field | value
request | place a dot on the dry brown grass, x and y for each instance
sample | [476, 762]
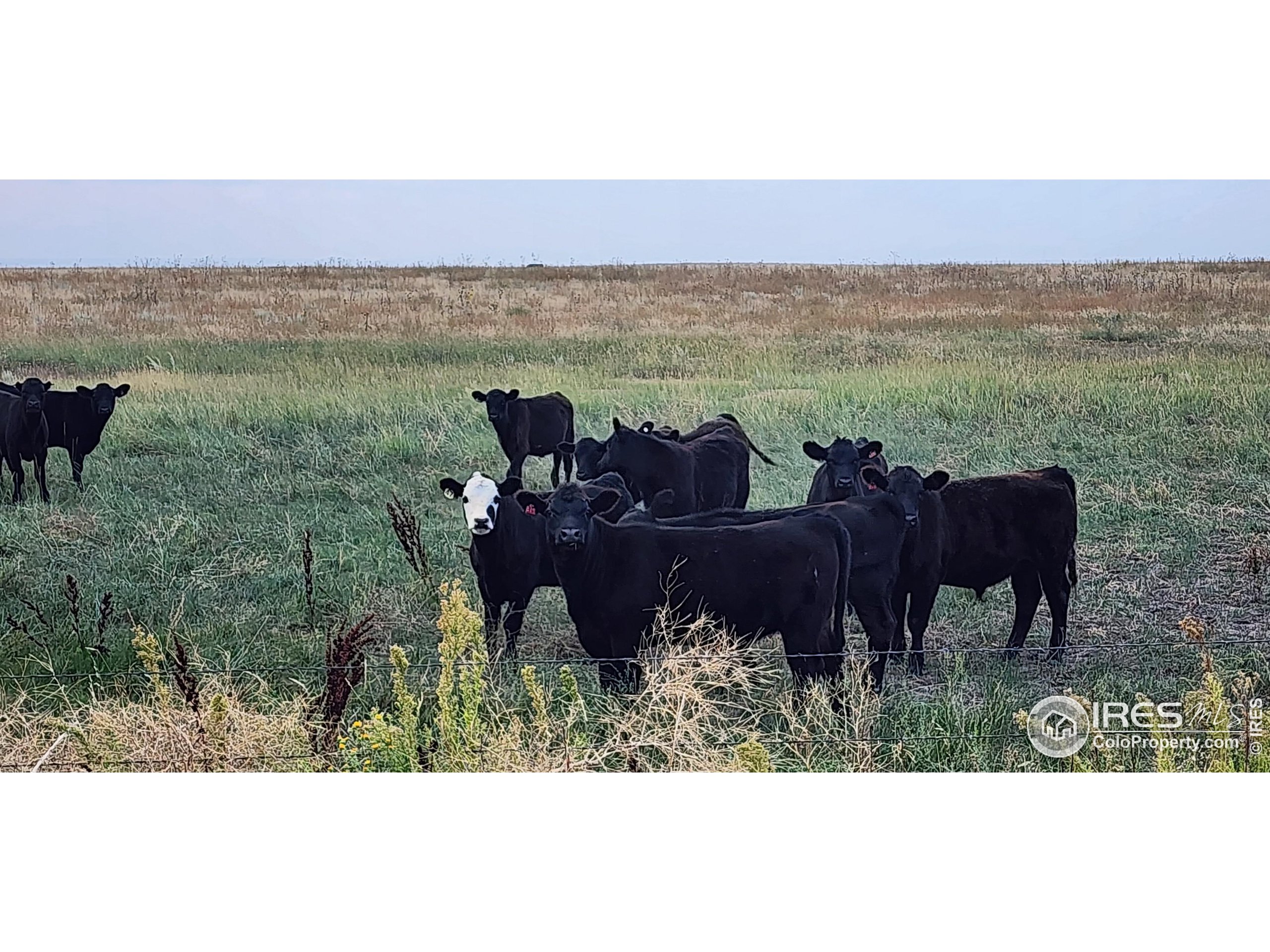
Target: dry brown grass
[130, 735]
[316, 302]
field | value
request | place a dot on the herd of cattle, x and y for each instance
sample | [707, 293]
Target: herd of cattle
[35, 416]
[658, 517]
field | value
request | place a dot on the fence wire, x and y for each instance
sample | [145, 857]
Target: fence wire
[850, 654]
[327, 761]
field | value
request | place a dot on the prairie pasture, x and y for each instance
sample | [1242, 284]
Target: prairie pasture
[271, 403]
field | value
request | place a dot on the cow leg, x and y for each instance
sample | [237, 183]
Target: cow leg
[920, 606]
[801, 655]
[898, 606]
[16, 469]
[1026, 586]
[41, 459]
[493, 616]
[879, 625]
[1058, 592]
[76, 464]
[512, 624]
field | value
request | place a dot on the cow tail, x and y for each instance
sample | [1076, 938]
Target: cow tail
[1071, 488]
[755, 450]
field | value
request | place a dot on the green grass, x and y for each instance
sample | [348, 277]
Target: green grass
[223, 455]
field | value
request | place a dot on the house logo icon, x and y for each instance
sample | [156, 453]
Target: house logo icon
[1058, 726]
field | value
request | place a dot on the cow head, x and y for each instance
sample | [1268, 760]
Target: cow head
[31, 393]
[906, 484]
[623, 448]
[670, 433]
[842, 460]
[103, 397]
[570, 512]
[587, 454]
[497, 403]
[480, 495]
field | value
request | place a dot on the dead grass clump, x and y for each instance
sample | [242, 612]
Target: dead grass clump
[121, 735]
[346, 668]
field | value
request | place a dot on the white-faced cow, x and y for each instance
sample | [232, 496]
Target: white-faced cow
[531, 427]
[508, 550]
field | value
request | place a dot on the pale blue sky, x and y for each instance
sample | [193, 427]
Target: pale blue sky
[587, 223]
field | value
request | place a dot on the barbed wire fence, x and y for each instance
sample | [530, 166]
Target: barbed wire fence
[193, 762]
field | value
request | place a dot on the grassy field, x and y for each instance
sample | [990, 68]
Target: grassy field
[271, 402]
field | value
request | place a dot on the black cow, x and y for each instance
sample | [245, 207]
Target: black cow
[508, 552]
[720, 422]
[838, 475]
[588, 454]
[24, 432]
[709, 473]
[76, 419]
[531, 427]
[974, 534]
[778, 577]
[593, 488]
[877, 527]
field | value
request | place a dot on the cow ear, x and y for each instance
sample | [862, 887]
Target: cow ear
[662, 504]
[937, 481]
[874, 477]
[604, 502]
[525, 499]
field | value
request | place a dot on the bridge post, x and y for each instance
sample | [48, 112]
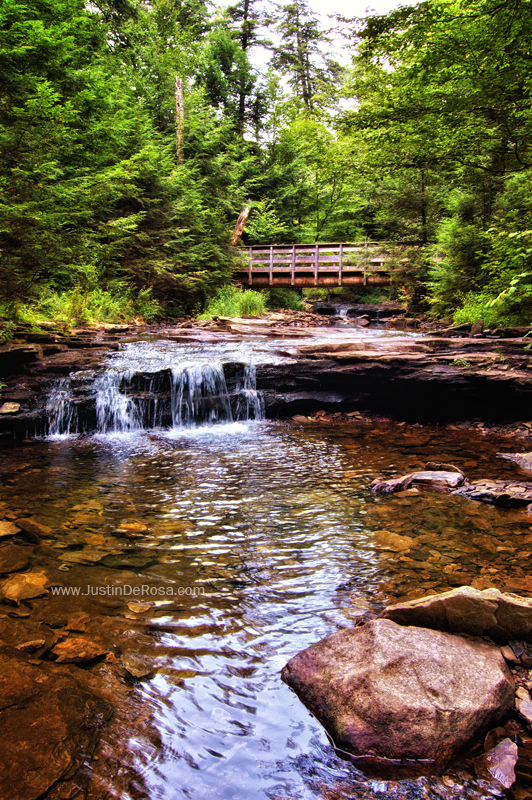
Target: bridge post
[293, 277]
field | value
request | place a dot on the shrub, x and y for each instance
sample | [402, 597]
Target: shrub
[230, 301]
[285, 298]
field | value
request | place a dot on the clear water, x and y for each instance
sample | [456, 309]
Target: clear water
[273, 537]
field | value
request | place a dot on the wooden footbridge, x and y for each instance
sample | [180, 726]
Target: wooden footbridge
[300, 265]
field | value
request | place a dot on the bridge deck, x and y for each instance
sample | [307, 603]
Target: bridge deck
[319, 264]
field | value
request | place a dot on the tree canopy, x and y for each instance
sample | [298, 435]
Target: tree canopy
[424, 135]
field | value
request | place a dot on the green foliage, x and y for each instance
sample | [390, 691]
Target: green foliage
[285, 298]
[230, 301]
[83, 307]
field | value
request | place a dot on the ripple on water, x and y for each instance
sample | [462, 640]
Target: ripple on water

WHAT THIS TASK INVOLVES | Your task is to set down the records shown above exactly, minus any pictures.

FULL RESPONSE |
field | value
request | place a dot on the dry brown grass, x and y for each instance
sample | [476, 762]
Target: dry brown grass
[130, 735]
[316, 302]
field | value
request | place a dot on the herd of cattle, x and y for each instance
sample | [707, 293]
Target: herd of cattle
[35, 416]
[658, 517]
field | value
request | place a dot on the fence wire, x and y for each instance
sample | [145, 857]
Target: fence wire
[850, 654]
[327, 761]
field | value
request | place a dot on the prairie pasture, x and y for each instance
sample | [1242, 284]
Target: prairie pasture
[271, 403]
field | value
request | place a dot on the cow leg, x and y for each instance
sample | [237, 183]
Target: cow leg
[920, 606]
[801, 655]
[898, 606]
[16, 469]
[1026, 586]
[41, 459]
[493, 616]
[879, 625]
[1058, 592]
[76, 464]
[512, 624]
field | value
request | place a dot on the cow tail, x and y for each instance
sample | [1076, 938]
Target: cow tail
[1071, 488]
[755, 450]
field | value
request | place a dot on the green grass, x and y for each instance
sample | [348, 277]
Target: green grass
[223, 455]
field | value
request | place a dot on the house logo icon, x and y for each instance
sample | [156, 453]
Target: house logo icon
[1058, 726]
field | value
request | place a dot on the cow head, x and y for each instance
sample | [1268, 760]
Target: cow head
[31, 393]
[906, 484]
[623, 448]
[670, 433]
[842, 460]
[103, 397]
[570, 512]
[587, 454]
[497, 403]
[480, 495]
field | value
request | place a dot on the dead grass clump, x and y for each instance
sample | [242, 612]
Target: dead grass clump
[121, 735]
[346, 668]
field | value
request | place a dot on the white-faced cow, x and y for each instance
sample | [232, 496]
Target: white-faced cow
[531, 427]
[508, 550]
field | value
request | place a dot on the pale blue sky, x and y for each instance
sample | [193, 427]
Target: pale blue sky
[587, 223]
field | value
request | place a dot on the barbed wire fence, x and y for each instance
sample | [530, 166]
Target: barbed wire fence
[193, 762]
field | value
request | place a dot on the grassy field, x and y for each instance
sample | [990, 68]
Target: grassy field
[271, 402]
field | value
request | place a dot on the black cow, x and y for each instance
sample | [245, 207]
Target: black cow
[508, 552]
[720, 422]
[838, 475]
[588, 454]
[24, 432]
[709, 473]
[76, 419]
[531, 427]
[974, 534]
[778, 577]
[593, 488]
[877, 527]
field | value
request | place a dot on the cow ear, x and y for each instance
sample | [862, 887]
Target: cow ear
[662, 504]
[937, 481]
[874, 477]
[604, 502]
[525, 499]
field | value
request | place a dot on the bridge post, x and y for each instance
sample | [48, 112]
Target: bridge post
[293, 277]
field | value
request | place a dot on the shrub, x and y for each instance
sample | [402, 597]
Target: shrub
[230, 301]
[285, 298]
field | value
request | place a dot on the clear water, x and y for each instance
sample | [456, 309]
Target: clear water
[273, 537]
field | value
request | place a dot on the wooden footbridge, x and y for each instance
sample | [180, 726]
Target: wooden footbridge
[300, 265]
field | value
request | place a dot on the bridge deck, x and y for each instance
sample | [307, 603]
Target: bridge deck
[319, 264]
field | value
request | place a dot on the tree canopy, x and y for each instance
sample | [298, 435]
Target: tree canopy
[424, 135]
field | value
request | place a dot on the green foliage, x and y for each instance
sample | [390, 691]
Target: green foliage
[285, 298]
[230, 301]
[83, 307]
field | value
request | place a dot on the ripple on water, x and y for each instance
sample | [462, 640]
Target: ripple on water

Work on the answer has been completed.